**Excerpt to read:**
↓

Demystifying Proxmox VE (Part 2): Shared ZFS Pool to Achieve High-Availability

Premise

In the first part of my Demystifying Proxmox VE series, I built a 2-node Proxmox VE cluster in a nested lab using VMware Workstation, added a QDevice for quorum, and played with local ZFS replication and manual failover. That gave me a solid feel for how Proxmox handles clusters, storage replication, and VM mobility—even without shared storage.

In this next chapter, I’m taking the lab one big step closer to a “real” production-style design: introducing shared ZFS storage via a dedicated TrueNAS VM. Instead of each node having its own local ZFS pool plus replication, both Proxmox nodes will now point to a single ZFS-backed NFS export living on a separate storage VM. That unlocks true Proxmox HA, clean migrations, and a much more realistic simulation of how you’d actually deploy Proxmox in the wild.

The best part? I’m still doing all of this inside VMware Workstation. No extra hardware required—just a bit of planning, a few virtual disks, and a TrueNAS VM acting as a poor man’s SAN.

Recap

Where We Left Off (Part 1)

2-node Proxmox VE cluster on VMware Workstation
Local ZFS (vmdata + vmdata/vmstore) on each node
QDevice for quorum
ZFS replication + manual failover/failback

Why Shared Storage Matters (and Why Local ZFS Alone Isn’t Enough)

Local ZFS on each Proxmox node is fantastic for performance, data integrity, and simple replication workflows—but it doesn’t give you true high availability. With local-only ZFS, every VM disk lives on the node where it was created, meaning another node can only run that VM if the disk is manually migrated or replicated ahead of time. That works for backups and planned failovers, but not for seamless, automatic recovery.

Shared storage changes the entire equation. When all nodes can access the same VM disks simultaneously—over NFS, iSCSI, or a distributed filesystem like Ceph—Proxmox gains the ability to restart a VM instantly on another node when a failure occurs, without needing to copy or sync anything.

In other words: local ZFS gives you resilience, but shared storage gives you High Availability. This is why adding a shared ZFS-backed storage solution (like TrueNAS) is the key upgrade that unlocks real HA behavior in any Proxmox cluster.

You might ask “Why TrueNAS Instead of Other NAS OS/Software?”

TrueNAS is built directly on OpenZFS, giving it a native, fully integrated ZFS implementation—something other NAS OSes (OMV, UNRAID, etc.) simply cannot match.

↑

**Information provided:**
↓

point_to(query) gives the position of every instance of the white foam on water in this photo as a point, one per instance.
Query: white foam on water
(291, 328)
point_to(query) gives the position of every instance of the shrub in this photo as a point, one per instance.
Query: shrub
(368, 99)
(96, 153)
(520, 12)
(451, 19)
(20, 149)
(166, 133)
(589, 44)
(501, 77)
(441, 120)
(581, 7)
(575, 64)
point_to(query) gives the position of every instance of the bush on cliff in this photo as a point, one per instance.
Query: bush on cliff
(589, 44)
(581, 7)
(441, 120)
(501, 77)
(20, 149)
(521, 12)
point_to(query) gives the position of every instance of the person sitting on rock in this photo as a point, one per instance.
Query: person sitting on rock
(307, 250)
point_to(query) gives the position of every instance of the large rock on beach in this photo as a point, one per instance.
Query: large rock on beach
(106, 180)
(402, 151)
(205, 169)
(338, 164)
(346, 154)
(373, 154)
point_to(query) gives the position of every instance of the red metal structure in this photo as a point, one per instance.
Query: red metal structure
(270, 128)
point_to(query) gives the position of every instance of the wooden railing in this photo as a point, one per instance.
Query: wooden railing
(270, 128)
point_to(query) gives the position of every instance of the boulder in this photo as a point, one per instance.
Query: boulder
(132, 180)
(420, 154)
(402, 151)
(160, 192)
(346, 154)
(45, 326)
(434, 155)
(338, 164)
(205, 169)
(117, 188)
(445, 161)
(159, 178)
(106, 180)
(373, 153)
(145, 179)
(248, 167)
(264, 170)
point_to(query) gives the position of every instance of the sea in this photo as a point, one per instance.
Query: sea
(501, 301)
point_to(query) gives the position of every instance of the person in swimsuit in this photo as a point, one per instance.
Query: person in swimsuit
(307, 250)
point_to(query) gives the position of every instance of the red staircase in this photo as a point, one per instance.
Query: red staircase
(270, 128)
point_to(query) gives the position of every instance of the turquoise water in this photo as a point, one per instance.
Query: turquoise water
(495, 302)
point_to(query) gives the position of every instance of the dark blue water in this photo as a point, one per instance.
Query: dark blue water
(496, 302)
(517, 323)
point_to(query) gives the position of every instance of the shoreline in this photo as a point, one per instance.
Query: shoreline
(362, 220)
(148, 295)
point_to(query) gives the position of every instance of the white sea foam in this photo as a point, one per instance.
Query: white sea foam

↑

**Exercise requirements:**
a) According to the Proxmox article, what acts as a poor man's SAN in the lab?
b) Reproduce the portion of the Proxmox article that opens with the words containing "Why Shared Storage" and closes with "or sync anything.".

**Per-task answers:**
a) A TrueNAS VM.

b)
Why Shared Storage Matters (and Why Local ZFS Alone Isn’t Enough)

Local ZFS on each Proxmox node is fantastic for performance, data integrity, and simple replication workflows—but it doesn’t give you true high availability. With local-only ZFS, every VM disk lives on the node where it was created, meaning another node can only run that VM if the disk is manually migrated or replicated ahead of time. That works for backups and planned failovers, but not for seamless, automatic recovery.

Shared storage changes the entire equation. When all nodes can access the same VM disks simultaneously—over NFS, iSCSI, or a distributed filesystem like Ceph—Proxmox gains the ability to restart a VM instantly on another node when a failure occurs, without needing to copy or sync anything.